STATED PROBLEM - Count how many lines in the items below contain the string "cliff". Reply with the number only.

**** MATERIAL SHOWN ****

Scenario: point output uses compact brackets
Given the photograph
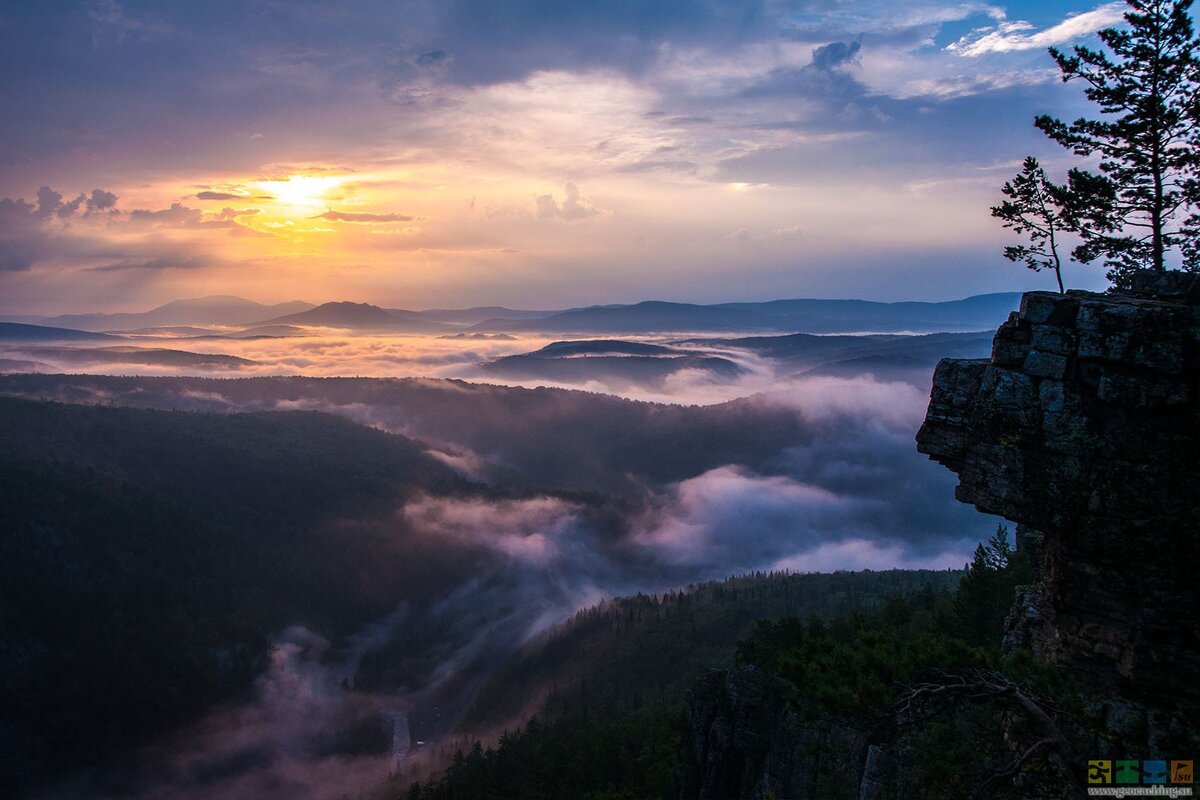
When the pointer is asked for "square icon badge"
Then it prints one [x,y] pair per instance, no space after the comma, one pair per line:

****
**** MATERIAL SHOWN ****

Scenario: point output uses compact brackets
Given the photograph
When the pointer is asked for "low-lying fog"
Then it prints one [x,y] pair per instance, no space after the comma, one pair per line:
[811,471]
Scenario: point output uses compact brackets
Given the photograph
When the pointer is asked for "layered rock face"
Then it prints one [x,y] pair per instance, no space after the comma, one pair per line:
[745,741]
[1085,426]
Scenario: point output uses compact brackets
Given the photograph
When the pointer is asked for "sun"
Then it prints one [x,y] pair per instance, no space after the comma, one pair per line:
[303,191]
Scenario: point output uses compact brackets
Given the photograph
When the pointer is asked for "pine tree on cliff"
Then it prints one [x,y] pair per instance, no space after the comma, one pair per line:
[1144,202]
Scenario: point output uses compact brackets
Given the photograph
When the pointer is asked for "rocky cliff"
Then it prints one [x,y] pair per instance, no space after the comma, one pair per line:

****
**** MATERIAL SHOWN ****

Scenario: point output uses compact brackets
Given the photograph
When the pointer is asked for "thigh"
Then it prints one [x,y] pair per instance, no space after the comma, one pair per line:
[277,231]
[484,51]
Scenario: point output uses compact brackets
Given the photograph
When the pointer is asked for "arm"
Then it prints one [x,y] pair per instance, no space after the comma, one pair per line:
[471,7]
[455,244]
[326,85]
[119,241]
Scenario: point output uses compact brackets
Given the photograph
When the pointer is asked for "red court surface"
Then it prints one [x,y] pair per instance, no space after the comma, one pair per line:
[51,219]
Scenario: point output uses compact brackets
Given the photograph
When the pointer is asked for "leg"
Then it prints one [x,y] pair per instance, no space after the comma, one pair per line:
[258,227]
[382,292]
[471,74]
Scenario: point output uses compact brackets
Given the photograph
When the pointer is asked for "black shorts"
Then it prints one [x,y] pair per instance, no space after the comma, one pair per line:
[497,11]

****

OUTPUT BELOW - 2